** ASSIGNMENT **
Write out the full set of records below exactly.

INPUT: Begin

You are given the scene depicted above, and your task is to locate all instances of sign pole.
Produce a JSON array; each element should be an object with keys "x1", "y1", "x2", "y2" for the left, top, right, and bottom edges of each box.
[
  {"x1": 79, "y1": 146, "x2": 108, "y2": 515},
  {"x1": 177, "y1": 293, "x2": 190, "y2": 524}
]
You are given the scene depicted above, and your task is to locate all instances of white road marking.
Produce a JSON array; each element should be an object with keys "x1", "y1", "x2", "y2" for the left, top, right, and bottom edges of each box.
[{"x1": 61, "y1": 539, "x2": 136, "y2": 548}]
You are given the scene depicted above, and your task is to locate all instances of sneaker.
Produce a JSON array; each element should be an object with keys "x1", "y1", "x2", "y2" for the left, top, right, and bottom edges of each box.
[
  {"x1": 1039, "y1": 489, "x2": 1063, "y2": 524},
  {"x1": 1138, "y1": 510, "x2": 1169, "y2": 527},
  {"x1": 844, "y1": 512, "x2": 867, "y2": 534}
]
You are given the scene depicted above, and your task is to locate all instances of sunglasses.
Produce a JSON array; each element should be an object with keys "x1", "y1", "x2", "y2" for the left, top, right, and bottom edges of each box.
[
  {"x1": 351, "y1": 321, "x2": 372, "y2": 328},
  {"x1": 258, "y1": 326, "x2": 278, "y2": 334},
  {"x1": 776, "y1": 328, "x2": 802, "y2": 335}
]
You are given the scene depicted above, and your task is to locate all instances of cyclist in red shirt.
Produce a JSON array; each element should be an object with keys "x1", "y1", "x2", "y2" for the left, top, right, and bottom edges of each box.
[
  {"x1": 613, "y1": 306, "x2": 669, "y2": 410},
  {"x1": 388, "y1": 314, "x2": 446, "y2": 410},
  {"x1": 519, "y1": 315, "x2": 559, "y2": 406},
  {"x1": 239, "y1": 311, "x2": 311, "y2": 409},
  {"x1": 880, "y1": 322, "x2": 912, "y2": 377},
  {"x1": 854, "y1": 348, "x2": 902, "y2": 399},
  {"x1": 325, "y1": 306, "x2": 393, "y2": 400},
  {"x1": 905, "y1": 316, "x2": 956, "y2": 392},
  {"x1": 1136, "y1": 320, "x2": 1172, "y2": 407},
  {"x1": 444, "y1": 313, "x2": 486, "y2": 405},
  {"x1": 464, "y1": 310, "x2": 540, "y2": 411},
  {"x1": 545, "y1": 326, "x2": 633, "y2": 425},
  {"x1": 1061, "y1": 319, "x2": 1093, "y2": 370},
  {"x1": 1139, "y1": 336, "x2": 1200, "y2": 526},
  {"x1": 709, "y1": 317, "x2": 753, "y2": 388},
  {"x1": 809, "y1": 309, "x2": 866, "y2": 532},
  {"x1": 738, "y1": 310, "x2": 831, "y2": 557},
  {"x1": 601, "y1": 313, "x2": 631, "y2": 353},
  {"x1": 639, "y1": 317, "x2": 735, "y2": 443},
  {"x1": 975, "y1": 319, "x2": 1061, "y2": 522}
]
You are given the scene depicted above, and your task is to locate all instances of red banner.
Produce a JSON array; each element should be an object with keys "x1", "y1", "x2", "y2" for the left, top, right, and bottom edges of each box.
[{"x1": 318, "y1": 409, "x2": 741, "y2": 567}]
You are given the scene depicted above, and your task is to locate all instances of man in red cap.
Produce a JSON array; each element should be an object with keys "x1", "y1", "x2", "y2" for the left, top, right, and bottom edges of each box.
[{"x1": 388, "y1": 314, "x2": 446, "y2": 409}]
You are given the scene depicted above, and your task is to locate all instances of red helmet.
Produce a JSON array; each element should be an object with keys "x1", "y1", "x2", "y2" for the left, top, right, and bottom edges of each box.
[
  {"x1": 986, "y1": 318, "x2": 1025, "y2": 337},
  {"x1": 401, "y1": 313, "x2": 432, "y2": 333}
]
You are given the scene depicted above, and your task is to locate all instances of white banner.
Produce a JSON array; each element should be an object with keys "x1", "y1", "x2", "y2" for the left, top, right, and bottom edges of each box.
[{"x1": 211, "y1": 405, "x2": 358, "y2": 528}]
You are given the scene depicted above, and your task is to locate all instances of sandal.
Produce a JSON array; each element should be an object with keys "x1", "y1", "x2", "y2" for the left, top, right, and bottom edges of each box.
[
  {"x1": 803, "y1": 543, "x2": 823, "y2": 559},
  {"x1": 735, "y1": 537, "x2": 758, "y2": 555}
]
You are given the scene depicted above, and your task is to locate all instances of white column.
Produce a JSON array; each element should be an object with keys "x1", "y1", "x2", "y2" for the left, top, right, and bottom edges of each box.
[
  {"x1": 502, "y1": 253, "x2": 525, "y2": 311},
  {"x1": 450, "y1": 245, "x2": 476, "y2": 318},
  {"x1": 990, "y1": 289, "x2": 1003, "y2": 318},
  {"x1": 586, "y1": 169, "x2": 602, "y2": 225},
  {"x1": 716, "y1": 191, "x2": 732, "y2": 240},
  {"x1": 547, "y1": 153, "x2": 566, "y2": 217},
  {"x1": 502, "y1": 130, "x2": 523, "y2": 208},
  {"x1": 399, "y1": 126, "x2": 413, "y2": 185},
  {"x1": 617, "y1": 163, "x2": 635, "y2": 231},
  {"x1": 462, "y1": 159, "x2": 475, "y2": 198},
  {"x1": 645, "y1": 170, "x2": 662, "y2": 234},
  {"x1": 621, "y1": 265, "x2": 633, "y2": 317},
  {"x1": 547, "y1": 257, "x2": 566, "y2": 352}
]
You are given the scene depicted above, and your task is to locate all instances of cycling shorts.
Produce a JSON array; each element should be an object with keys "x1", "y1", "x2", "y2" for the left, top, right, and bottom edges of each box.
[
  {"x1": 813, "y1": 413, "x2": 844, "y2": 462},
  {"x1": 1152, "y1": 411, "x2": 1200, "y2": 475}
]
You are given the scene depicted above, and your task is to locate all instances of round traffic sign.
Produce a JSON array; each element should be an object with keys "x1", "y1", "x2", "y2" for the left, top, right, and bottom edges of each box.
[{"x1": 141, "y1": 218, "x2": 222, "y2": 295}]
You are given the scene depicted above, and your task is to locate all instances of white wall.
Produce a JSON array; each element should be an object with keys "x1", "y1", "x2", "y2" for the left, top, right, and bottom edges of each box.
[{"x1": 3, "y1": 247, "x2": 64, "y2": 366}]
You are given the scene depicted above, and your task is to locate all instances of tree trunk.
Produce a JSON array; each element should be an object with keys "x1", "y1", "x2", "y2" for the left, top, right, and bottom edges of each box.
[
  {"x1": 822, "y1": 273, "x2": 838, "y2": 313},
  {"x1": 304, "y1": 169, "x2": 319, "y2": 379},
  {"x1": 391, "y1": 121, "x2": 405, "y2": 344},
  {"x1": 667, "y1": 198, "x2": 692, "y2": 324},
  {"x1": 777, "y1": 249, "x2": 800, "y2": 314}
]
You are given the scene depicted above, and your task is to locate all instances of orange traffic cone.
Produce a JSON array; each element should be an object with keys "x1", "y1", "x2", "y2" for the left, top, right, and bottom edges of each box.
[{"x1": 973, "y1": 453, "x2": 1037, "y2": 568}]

INPUT: End

** SOLUTION BELOW **
You are given the scene depicted above, and your task is to locate all instances of sign pole.
Produce a JSON array; each element should be an object with keys "x1", "y1", "x2", "y2" for the left, top, right, and bottom edges of each box.
[
  {"x1": 79, "y1": 146, "x2": 108, "y2": 515},
  {"x1": 177, "y1": 293, "x2": 190, "y2": 524}
]
You are given the scene depicted above, and your task is to locate all instances of white road marking.
Produce a JSON array; each element should be an object with keys "x1", "y1", "x2", "y2" for the left, top, right, and bottom edges of each box.
[{"x1": 61, "y1": 539, "x2": 136, "y2": 548}]
You are given the scene depicted above, and your task is to locate all instances of sneaker.
Produce a JSON array; each element should be an object with keys "x1", "y1", "x2", "y2" for the left, top, right, and bottom edges of each box.
[
  {"x1": 1039, "y1": 489, "x2": 1063, "y2": 524},
  {"x1": 1138, "y1": 510, "x2": 1169, "y2": 527},
  {"x1": 844, "y1": 512, "x2": 867, "y2": 534}
]
You are given the scene depicted above, and your task is to locate all instances of sunglasses.
Produce a JSON array; each element should be an object with keys "x1", "y1", "x2", "y2" for the left, top, right, and bottom edges of each box.
[
  {"x1": 351, "y1": 321, "x2": 372, "y2": 328},
  {"x1": 258, "y1": 326, "x2": 278, "y2": 334},
  {"x1": 776, "y1": 328, "x2": 802, "y2": 335}
]
You are given the scene depicted above, and your task is to locate all instances of cyclist in red shirt.
Produce a JSON array; each element should be an object with keys "x1", "y1", "x2", "y2" for the left, top, right, and bottom edges of each box.
[
  {"x1": 613, "y1": 306, "x2": 669, "y2": 410},
  {"x1": 388, "y1": 314, "x2": 446, "y2": 410},
  {"x1": 519, "y1": 315, "x2": 559, "y2": 406},
  {"x1": 239, "y1": 311, "x2": 311, "y2": 409},
  {"x1": 880, "y1": 322, "x2": 912, "y2": 377},
  {"x1": 854, "y1": 348, "x2": 902, "y2": 399},
  {"x1": 325, "y1": 306, "x2": 393, "y2": 400},
  {"x1": 905, "y1": 316, "x2": 956, "y2": 392},
  {"x1": 1136, "y1": 320, "x2": 1172, "y2": 407},
  {"x1": 444, "y1": 313, "x2": 486, "y2": 405},
  {"x1": 464, "y1": 310, "x2": 540, "y2": 411},
  {"x1": 545, "y1": 326, "x2": 633, "y2": 425},
  {"x1": 1061, "y1": 319, "x2": 1093, "y2": 370},
  {"x1": 1139, "y1": 336, "x2": 1200, "y2": 526},
  {"x1": 709, "y1": 317, "x2": 753, "y2": 388},
  {"x1": 809, "y1": 309, "x2": 866, "y2": 532},
  {"x1": 738, "y1": 310, "x2": 831, "y2": 557},
  {"x1": 601, "y1": 313, "x2": 631, "y2": 353},
  {"x1": 639, "y1": 317, "x2": 735, "y2": 443},
  {"x1": 975, "y1": 319, "x2": 1061, "y2": 522}
]
You are given the scene depicted above, and your task is to locate all instances of red banner.
Produce a JSON array; each element should be an object with keys "x1", "y1", "x2", "y2" for the left, top, right, and bottom edges of each box.
[{"x1": 318, "y1": 409, "x2": 741, "y2": 567}]
You are given the scene depicted above, and your task is to locate all instances of man in red cap.
Produce a JSON array; each element should be an object with keys "x1", "y1", "x2", "y2" for the left, top, right, and bottom edges of each box.
[{"x1": 388, "y1": 314, "x2": 446, "y2": 409}]
You are given the scene depicted above, and your task is to locate all instances of red helmet.
Produce a JSON array; each element should be an object with keys "x1", "y1", "x2", "y2" for the left, top, right, and bottom edges of each box.
[
  {"x1": 986, "y1": 318, "x2": 1025, "y2": 337},
  {"x1": 401, "y1": 313, "x2": 432, "y2": 333}
]
You are given the scene depicted above, and your task is to locate all instances of white banner.
Produce a JSON array; each element should be an object with keys "x1", "y1", "x2", "y2" for the left, top, right, and bottom edges of each box.
[{"x1": 211, "y1": 405, "x2": 358, "y2": 528}]
You are given the scene depicted above, and your task is to locate all instances of sandal.
Produce a JSON array; each element should be an object with keys "x1", "y1", "x2", "y2" for the left, top, right, and bottom edges of each box.
[
  {"x1": 803, "y1": 543, "x2": 823, "y2": 559},
  {"x1": 735, "y1": 537, "x2": 758, "y2": 555}
]
You are given the scene depicted above, and your task is to locate all instances of white column.
Produce a JSON array; each element should be an object with keys "x1", "y1", "x2", "y2" for the left, top, right, and bottom edges of each box.
[
  {"x1": 502, "y1": 253, "x2": 525, "y2": 311},
  {"x1": 450, "y1": 245, "x2": 476, "y2": 318},
  {"x1": 990, "y1": 289, "x2": 1003, "y2": 318},
  {"x1": 586, "y1": 169, "x2": 602, "y2": 225},
  {"x1": 716, "y1": 191, "x2": 732, "y2": 240},
  {"x1": 547, "y1": 153, "x2": 566, "y2": 217},
  {"x1": 502, "y1": 130, "x2": 523, "y2": 208},
  {"x1": 399, "y1": 126, "x2": 413, "y2": 185},
  {"x1": 617, "y1": 163, "x2": 635, "y2": 231},
  {"x1": 462, "y1": 159, "x2": 475, "y2": 198},
  {"x1": 645, "y1": 170, "x2": 662, "y2": 234},
  {"x1": 621, "y1": 265, "x2": 633, "y2": 317},
  {"x1": 547, "y1": 257, "x2": 566, "y2": 352}
]
You are given the scene depicted above, and your task is to locate all instances of cycling shorts.
Produce a JSON array; each element should be an object with keys "x1", "y1", "x2", "y2" for the left, top, right, and bottom edges of each box.
[
  {"x1": 813, "y1": 413, "x2": 844, "y2": 462},
  {"x1": 1152, "y1": 411, "x2": 1200, "y2": 475}
]
You are given the scene depicted above, and your task is to locate all instances of round traffic sign.
Produce a JSON array; each element should be an object with keys "x1", "y1", "x2", "y2" for the left, top, right, and bottom edges of each box.
[{"x1": 141, "y1": 218, "x2": 222, "y2": 295}]
You are given the scene depicted above, and your task is to locate all instances of white wall.
Produce a JSON array; each element should be an object with keys "x1", "y1", "x2", "y2" for the left, top, right, and bottom edges of each box.
[{"x1": 3, "y1": 247, "x2": 64, "y2": 366}]
You are given the scene depicted above, and your task is to locate all instances of tree trunk.
Produce a JSON array; each element should be an object with keys "x1", "y1", "x2", "y2" for the left, top, right, and bottom edges of each box.
[
  {"x1": 822, "y1": 273, "x2": 838, "y2": 313},
  {"x1": 304, "y1": 169, "x2": 319, "y2": 379},
  {"x1": 391, "y1": 121, "x2": 405, "y2": 344},
  {"x1": 667, "y1": 198, "x2": 692, "y2": 324},
  {"x1": 777, "y1": 249, "x2": 800, "y2": 314}
]
You are given the scene depicted above, and your task is to locate all instances of orange traffic cone.
Produce a JSON array; each element should be an object with keys "x1", "y1", "x2", "y2" for the left, top, right, and bottom edges of each box.
[{"x1": 973, "y1": 453, "x2": 1037, "y2": 568}]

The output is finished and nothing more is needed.